Récit de vie – Admiration et courage
cedie | Louvain-la-Neuve
J’avais commencé par le beau côté de l’immigration, par l’expatriation. Mon mari a longtemps travaillé pour des multinationales dans le domaine brassicole. Avec nos enfants, nous avons séjourné en Angola, au Gabon à Libreville, au Nigéria où nous sommes restés 7 ans. Ensuite, nous sommes allés en Guinée, au Cameroun, au Gabon à Port-Gentil et en RDC.
Ces départs se réalisaient au gré des affectations de mon mari, avec fluidité. Nous retrouvions aisément des repères dans les pays que nous rejoignions. Nous avons toujours gardé des conditions identiques de salaire, de logement. Nous avons pu séjourner dans des lieux où la nature devenait magique. Je n’ai jamais considéré cette expérience comme une migration, je n’ai jamais dû fuir pour assurer la survie des miens.
Nous avons vécu en ville, mais à l’écart dans les zonings industriels qui étaient à l’époque au milieu des champs. Même en pleine ville la nature est omniprésente, elle occupe les espaces vides ou sépare les pleins. Je garde l’image des Flamboyants omniprésents et surtout pour le dicton qui accompagne sa floraison en Guinée, Quand le Flamboyant fleurit, le Blanc dépérit. Il est vrai que son apparition, en saisons humides, signifie également la venue de la malaria et des autres joyeusetés.

VOTRE OBJECTIF: Reproduisez le récit de vie ci-dessus dans son intégralité, à l'identique.

Données de pointage sur image:
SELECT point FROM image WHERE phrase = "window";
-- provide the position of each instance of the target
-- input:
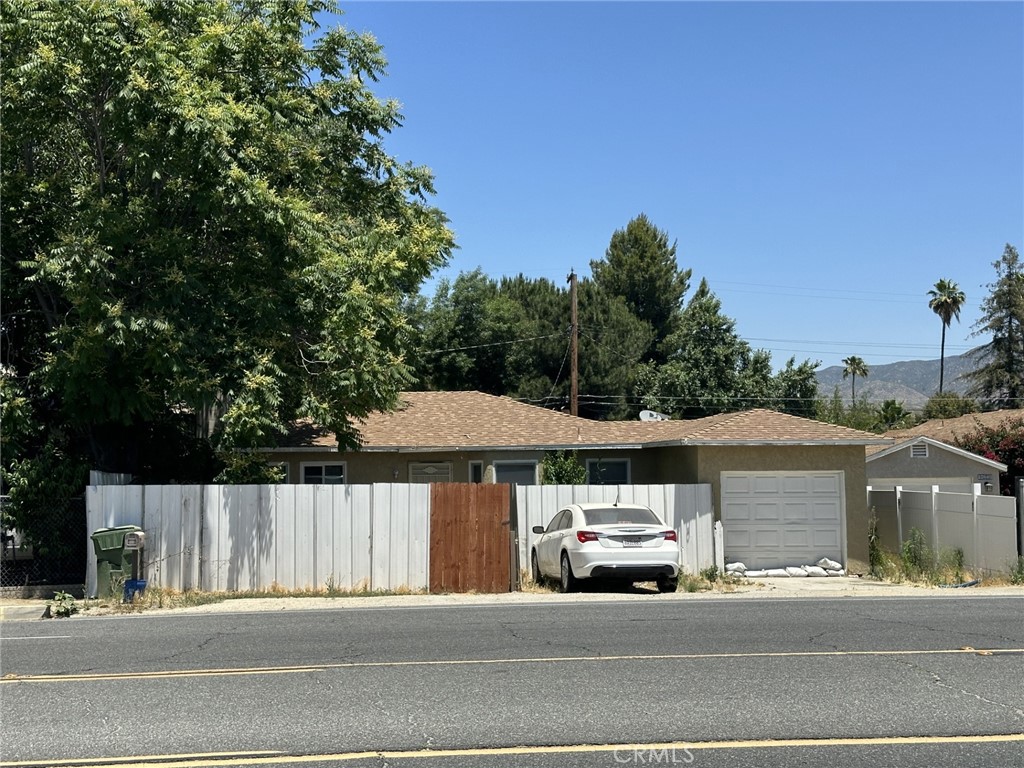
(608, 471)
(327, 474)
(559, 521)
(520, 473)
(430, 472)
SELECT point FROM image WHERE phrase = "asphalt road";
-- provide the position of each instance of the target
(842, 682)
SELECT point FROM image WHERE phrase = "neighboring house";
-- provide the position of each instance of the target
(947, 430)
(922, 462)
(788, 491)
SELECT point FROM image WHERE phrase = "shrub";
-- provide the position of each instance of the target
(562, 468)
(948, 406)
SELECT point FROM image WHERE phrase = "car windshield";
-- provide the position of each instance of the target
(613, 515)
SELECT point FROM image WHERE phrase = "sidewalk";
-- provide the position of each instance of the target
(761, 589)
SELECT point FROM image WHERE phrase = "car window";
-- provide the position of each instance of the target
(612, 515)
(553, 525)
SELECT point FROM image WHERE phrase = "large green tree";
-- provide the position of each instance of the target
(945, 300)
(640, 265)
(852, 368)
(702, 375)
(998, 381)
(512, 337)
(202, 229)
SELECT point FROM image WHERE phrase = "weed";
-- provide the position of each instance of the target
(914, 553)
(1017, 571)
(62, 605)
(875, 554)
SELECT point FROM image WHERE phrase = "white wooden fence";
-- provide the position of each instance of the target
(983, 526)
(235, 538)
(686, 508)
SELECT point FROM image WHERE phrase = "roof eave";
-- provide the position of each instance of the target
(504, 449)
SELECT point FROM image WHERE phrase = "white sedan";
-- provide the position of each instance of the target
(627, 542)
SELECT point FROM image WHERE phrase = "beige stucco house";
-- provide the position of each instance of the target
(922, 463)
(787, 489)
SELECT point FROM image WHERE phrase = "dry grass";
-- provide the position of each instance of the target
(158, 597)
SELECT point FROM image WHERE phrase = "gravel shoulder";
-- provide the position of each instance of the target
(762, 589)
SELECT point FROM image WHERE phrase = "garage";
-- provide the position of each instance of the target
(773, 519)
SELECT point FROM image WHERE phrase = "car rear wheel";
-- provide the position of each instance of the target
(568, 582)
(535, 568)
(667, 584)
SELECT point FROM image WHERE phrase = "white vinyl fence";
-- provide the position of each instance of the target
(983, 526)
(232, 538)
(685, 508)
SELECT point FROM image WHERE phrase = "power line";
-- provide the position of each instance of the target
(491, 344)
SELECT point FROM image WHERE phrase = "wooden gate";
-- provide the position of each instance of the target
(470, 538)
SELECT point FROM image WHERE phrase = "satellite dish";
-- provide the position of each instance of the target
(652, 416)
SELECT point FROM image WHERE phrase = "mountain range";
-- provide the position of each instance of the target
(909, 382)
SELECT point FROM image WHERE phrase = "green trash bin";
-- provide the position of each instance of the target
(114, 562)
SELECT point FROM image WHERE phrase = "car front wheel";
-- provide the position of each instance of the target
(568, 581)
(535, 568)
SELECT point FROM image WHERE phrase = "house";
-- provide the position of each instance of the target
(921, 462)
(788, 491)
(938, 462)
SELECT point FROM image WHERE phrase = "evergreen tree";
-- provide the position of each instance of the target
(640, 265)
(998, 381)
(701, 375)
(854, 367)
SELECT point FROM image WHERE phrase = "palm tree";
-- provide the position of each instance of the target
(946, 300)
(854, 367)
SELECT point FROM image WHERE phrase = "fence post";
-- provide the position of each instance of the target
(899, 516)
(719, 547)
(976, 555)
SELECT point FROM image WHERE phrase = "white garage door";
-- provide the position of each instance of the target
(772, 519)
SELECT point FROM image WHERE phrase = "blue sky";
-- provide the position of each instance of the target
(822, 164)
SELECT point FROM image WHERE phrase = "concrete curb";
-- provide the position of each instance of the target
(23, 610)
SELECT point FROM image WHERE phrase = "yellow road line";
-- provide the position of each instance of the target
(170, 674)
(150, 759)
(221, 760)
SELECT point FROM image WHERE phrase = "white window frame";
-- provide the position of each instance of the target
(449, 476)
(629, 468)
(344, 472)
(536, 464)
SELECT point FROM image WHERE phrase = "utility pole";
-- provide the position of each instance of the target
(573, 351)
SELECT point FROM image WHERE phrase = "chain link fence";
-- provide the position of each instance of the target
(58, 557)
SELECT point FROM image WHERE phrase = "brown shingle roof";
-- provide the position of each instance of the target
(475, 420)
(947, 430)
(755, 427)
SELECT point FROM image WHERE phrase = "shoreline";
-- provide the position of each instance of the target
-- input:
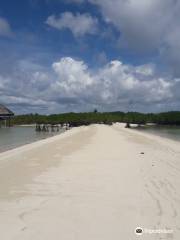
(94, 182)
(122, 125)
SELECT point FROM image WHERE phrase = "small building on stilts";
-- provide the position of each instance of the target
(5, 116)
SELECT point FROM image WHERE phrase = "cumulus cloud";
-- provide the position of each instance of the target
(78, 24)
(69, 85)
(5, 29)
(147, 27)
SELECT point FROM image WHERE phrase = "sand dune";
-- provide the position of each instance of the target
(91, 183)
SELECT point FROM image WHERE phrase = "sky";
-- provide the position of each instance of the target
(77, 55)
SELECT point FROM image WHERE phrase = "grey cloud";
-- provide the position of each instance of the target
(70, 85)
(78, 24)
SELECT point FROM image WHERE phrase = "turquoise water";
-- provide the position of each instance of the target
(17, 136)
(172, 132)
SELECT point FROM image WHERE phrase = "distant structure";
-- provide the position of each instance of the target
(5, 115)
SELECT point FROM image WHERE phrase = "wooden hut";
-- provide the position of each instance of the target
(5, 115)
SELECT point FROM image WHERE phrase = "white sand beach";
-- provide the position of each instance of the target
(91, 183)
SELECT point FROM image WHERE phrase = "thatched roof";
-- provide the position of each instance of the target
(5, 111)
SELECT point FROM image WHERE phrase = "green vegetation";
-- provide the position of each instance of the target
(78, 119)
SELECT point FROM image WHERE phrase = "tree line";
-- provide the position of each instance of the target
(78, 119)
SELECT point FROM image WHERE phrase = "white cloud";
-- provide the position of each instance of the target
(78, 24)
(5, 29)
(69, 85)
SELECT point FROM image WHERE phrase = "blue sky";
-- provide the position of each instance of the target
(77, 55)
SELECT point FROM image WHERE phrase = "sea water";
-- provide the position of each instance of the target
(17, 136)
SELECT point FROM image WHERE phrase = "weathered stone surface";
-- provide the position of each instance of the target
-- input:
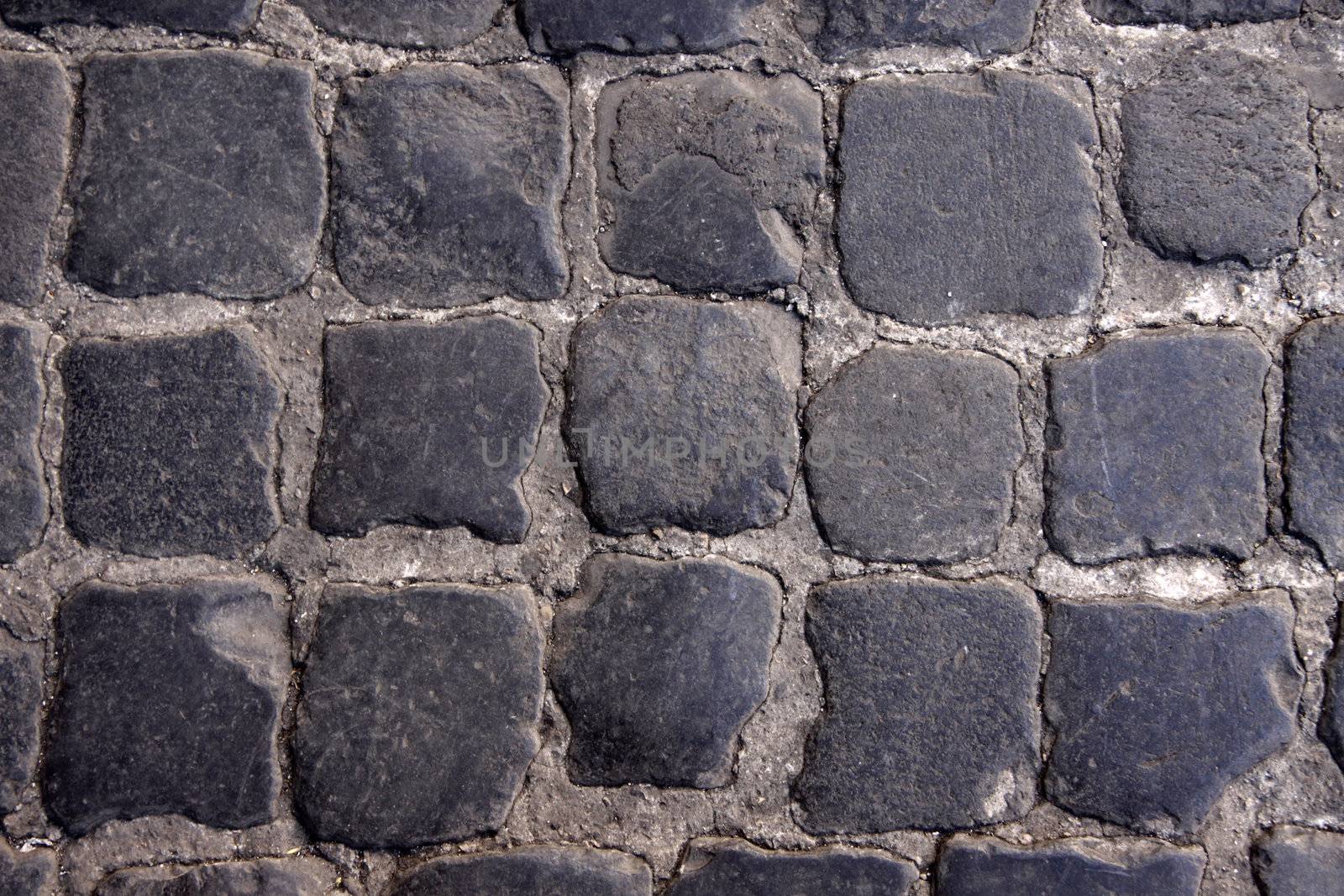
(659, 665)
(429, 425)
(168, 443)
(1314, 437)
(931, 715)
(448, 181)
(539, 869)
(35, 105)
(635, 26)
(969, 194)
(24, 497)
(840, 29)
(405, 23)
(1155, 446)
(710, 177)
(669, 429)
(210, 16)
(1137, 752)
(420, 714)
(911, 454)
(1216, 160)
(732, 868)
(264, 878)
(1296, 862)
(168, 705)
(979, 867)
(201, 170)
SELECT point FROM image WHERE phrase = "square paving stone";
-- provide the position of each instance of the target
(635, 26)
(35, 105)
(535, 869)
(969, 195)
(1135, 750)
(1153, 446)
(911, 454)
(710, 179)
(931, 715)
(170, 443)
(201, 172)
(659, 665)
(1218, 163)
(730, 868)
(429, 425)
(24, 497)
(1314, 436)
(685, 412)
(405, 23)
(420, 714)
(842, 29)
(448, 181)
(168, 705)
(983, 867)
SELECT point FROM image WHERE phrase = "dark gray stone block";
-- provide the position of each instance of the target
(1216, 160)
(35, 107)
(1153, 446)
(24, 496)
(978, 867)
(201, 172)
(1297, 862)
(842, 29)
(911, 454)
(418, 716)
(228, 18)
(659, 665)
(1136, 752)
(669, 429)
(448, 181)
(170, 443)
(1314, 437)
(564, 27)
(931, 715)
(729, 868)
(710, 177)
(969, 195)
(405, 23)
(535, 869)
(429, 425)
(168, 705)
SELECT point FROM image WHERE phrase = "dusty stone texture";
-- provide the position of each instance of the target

RÉSULTAT DE L'EXERCICE:
Récit de vie – Admiration et courage
cedie | Louvain-la-Neuve
J’avais commencé par le beau côté de l’immigration, par l’expatriation. Mon mari a longtemps travaillé pour des multinationales dans le domaine brassicole. Avec nos enfants, nous avons séjourné en Angola, au Gabon à Libreville, au Nigéria où nous sommes restés 7 ans. Ensuite, nous sommes allés en Guinée, au Cameroun, au Gabon à Port-Gentil et en RDC.
Ces départs se réalisaient au gré des affectations de mon mari, avec fluidité. Nous retrouvions aisément des repères dans les pays que nous rejoignions. Nous avons toujours gardé des conditions identiques de salaire, de logement. Nous avons pu séjourner dans des lieux où la nature devenait magique. Je n’ai jamais considéré cette expérience comme une migration, je n’ai jamais dû fuir pour assurer la survie des miens.
Nous avons vécu en ville, mais à l’écart dans les zonings industriels qui étaient à l’époque au milieu des champs. Même en pleine ville la nature est omniprésente, elle occupe les espaces vides ou sépare les pleins. Je garde l’image des Flamboyants omniprésents et surtout pour le dicton qui accompagne sa floraison en Guinée, Quand le Flamboyant fleurit, le Blanc dépérit. Il est vrai que son apparition, en saisons humides, signifie également la venue de la malaria et des autres joyeusetés.